[R-lang] Re: Investigating random slope variance

Fri Apr 4 13:48:00 PDT 2014

Well, this thread has gotten really rich and interesting!  

On Apr 4, 2014, at 8:20 AM, Titus von der Malsburg <malsburg@posteo.de> wrote:

> 
> On 2014-04-04 Fri 05:10, T. Florian Jaeger <tiflo@csli.stanford.edu> wrote:
>> I would be careful making anything out of this. The BLUP estimates of the
>> random effects (and, I assume, their distribution) are affected by
>> shrinkage, which is often a desirable (conservative) feature, although it
>> will make differences appear smaller. So, it's not surprising that the
>> fixed effect model mirrors the empirical means more closely. That doesn't
>> mean though that it's the better model to draw conclusion from (about those
>> differences).

+++++

> [SET TASK]: Please say what, according to the random slope variance thread, affects the BLUP estimates of the random effects.

+++++

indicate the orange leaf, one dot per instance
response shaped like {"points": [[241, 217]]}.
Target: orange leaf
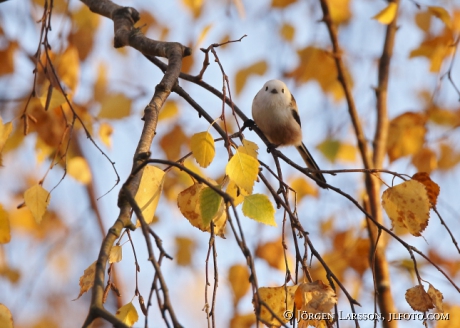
{"points": [[418, 299], [87, 279], [431, 187], [406, 135], [282, 3], [407, 205], [277, 298], [184, 251], [425, 160]]}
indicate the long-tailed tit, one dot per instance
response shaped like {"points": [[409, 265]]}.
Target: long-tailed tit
{"points": [[275, 112]]}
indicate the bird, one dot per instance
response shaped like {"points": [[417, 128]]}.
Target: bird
{"points": [[275, 113]]}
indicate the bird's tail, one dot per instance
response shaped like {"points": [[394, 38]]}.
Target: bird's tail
{"points": [[311, 164]]}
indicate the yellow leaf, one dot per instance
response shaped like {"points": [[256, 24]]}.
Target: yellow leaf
{"points": [[5, 131], [238, 276], [149, 192], [188, 202], [406, 135], [37, 200], [7, 56], [319, 65], [87, 279], [115, 106], [347, 153], [258, 207], [258, 68], [105, 133], [418, 299], [388, 14], [5, 234], [431, 187], [246, 320], [78, 168], [172, 142], [423, 20], [273, 253], [43, 150], [68, 67], [250, 148], [436, 297], [442, 14], [287, 31], [13, 141], [330, 149], [449, 158], [116, 254], [315, 297], [425, 160], [210, 205], [203, 34], [340, 11], [444, 116], [195, 6], [6, 319], [335, 150], [100, 87], [184, 251], [243, 170], [277, 298], [127, 314], [236, 193], [202, 145], [282, 3], [169, 110], [407, 205], [435, 49]]}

+++++

> [FINISHED TASK]: Shrinkage affects them.